Where the material below has a line containing "Query: blue jeans", start repeating exactly, and keep going through the line containing "Query: suitcase handle", with no other lines.
[[ GIVEN RECORDS, beginning ]]
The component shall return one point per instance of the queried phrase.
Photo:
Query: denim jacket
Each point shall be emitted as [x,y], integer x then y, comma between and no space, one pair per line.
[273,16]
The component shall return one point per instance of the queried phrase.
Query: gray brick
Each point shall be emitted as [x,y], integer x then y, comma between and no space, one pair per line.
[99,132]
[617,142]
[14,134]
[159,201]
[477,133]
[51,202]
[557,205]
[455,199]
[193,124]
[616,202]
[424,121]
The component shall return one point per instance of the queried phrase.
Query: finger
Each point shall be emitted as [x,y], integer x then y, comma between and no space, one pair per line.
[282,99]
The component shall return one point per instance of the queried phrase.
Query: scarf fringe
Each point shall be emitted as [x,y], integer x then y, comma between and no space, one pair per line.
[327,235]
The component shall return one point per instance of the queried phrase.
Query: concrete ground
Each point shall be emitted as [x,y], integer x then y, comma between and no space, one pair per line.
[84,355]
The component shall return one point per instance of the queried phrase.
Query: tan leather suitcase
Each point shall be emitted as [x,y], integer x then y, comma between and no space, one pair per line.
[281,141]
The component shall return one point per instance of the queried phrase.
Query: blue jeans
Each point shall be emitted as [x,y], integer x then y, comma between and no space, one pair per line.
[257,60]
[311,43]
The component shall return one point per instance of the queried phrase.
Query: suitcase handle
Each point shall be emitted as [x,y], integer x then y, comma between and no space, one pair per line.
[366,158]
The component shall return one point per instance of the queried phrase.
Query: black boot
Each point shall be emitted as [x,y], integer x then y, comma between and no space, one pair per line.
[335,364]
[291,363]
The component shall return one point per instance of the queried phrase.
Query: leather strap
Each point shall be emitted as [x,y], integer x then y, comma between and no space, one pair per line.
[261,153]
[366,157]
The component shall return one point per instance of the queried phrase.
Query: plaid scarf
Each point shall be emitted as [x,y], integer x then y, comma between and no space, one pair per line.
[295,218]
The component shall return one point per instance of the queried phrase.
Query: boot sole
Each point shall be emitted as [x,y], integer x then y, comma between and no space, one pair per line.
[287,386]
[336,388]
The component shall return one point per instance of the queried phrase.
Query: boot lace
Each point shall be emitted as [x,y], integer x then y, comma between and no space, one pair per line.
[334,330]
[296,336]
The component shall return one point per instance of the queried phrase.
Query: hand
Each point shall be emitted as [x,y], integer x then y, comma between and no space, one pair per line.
[[ GIVEN RECORDS, end ]]
■ FINISHED EXERCISE ■
Query: blue jeans
Each point shall be emitted as [x,y], integer x then y, comma between and no space, one pair per line.
[257,60]
[311,43]
The component shall return one point per instance of the queried phrase.
Query: suitcase handle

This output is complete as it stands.